### WHAT YOU HAVE TO DO
Reproduce only this part of the listing: the line with "Identify one point per instance of the stainless", plus every line after it through the last.

Point annotation dataset records:
<<<<

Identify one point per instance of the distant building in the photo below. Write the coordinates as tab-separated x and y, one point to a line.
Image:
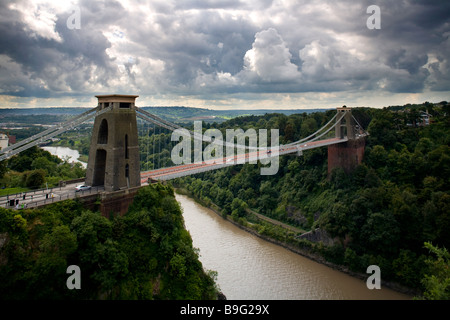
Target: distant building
4	141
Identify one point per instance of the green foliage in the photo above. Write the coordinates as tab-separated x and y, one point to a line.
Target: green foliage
382	212
437	279
145	254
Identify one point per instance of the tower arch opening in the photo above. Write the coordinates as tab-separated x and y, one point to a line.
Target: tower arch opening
103	132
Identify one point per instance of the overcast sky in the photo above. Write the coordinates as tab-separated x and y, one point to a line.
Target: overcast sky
224	54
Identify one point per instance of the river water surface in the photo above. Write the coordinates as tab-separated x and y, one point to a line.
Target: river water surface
250	268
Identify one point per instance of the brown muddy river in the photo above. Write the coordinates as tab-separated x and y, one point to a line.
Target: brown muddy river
250	268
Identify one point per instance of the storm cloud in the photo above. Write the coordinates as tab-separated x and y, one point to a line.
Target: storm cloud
223	52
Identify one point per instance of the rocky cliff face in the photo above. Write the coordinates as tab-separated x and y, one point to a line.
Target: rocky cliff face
317	236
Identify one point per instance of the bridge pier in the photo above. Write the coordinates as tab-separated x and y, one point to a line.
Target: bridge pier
110	203
114	152
347	155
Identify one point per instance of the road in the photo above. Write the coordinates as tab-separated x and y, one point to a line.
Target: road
35	198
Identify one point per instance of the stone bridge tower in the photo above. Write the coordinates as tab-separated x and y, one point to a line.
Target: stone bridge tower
114	151
347	155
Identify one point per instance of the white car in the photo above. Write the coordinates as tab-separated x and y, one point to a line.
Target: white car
82	187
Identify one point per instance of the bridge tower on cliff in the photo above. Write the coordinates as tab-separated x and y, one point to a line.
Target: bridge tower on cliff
114	151
347	155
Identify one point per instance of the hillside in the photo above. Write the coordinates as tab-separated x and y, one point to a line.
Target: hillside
146	254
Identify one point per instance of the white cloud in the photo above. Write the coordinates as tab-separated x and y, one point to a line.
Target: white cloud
270	58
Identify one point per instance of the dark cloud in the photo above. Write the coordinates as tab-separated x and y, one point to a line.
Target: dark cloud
205	48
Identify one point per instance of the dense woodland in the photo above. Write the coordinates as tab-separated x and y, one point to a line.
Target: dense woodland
383	213
146	254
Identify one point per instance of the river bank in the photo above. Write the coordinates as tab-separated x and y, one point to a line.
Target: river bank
301	247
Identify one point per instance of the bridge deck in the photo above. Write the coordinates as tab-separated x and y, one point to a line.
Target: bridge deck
251	157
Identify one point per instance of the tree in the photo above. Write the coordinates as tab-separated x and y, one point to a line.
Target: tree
35	179
437	279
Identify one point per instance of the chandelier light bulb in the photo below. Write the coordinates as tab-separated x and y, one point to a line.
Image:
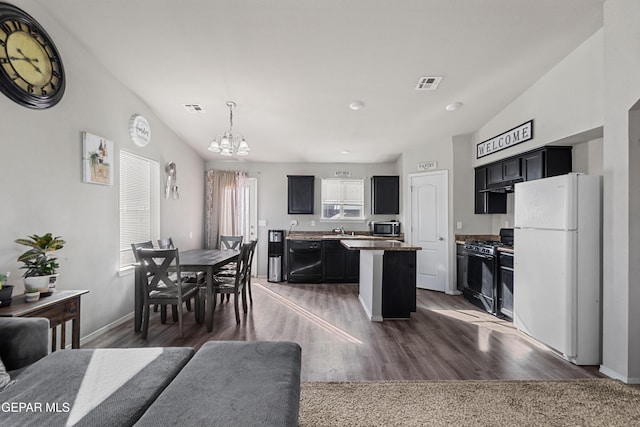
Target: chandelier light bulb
230	144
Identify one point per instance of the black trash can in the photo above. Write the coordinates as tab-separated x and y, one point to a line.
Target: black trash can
276	255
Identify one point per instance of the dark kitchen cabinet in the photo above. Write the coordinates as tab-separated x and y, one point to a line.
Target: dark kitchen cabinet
461	267
385	195
352	267
300	194
339	265
546	162
487	201
506	170
505	285
398	284
494	180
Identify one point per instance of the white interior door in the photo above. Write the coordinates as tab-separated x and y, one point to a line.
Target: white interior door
253	220
429	228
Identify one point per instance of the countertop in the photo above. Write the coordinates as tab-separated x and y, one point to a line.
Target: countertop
327	235
378	245
461	240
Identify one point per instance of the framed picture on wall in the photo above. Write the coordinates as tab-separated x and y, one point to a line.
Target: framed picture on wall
97	159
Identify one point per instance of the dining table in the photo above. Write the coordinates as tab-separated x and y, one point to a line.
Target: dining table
209	261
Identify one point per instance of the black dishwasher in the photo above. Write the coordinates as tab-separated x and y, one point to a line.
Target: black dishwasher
304	261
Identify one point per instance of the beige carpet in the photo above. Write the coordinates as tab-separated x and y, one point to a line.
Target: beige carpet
588	402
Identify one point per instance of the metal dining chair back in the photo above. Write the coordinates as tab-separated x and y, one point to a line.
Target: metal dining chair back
236	285
164	283
230	242
138	280
166	243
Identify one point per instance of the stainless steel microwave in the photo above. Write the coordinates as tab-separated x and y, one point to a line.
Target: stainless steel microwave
385	228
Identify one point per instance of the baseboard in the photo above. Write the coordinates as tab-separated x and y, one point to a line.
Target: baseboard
617	376
105	329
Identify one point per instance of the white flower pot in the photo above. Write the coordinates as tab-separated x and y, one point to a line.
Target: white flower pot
32	296
44	284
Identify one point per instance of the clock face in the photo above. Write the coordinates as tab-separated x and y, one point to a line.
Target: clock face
31	71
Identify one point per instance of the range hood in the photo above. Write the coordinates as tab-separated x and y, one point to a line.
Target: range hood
503	187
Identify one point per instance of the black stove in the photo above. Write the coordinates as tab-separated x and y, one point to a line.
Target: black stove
480	269
487	247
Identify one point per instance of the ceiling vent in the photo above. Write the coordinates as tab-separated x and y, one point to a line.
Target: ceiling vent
194	108
428	83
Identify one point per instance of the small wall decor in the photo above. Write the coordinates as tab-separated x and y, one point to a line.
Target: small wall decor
97	159
517	135
171	189
139	130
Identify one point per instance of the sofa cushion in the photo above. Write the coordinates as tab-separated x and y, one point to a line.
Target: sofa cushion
105	387
4	376
230	383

>>>>

### FULL RESPONSE
Identify one point per instance of the stainless steel microwave in the photo above. Write the coordinates as tab-separated x and y, one point to a line.
Target: stainless steel microwave
385	228
Identify one point per instance of the baseboard in the photo above. Write the coordinates as tab-separated x and y, one point to a line.
Target: baseboard
617	376
105	329
Identify one point per instance of the white flower pot in the photo above. Write the coordinates as tab-separated x and y, one point to a line.
Target: white flower pot
32	296
44	284
Identify one point per instance of the clock face in the photo above. Write the coordinates as tab-separated x and y, one point to a line.
Target: clock face
31	71
Identify one point per instance of the range hood in the photo above. Write the coordinates as tab-separated x and y, one point to a line.
Target: range hood
503	187
Identify one point per instance of the black stove in the photo above. Write the coordinates as tab-separated x and y, one point to a line.
Target: black stove
480	269
487	247
Identify one point per instance of the ceiling vent in the photo above. Write the coordinates as tab-separated x and y, one point to a line.
Target: ceiling vent
194	108
428	83
Identify one point per instance of the small wall decor in the photo above. Write the coordinates as tab-separated x and y, one point to a line.
Target: small wall decor
97	159
517	135
171	189
139	130
Identify one point per instance of the sofa cushion in the photo above. Write the coordinates as tab-separated x and y, one point to a line.
Target: sofa cushion
105	387
4	376
230	383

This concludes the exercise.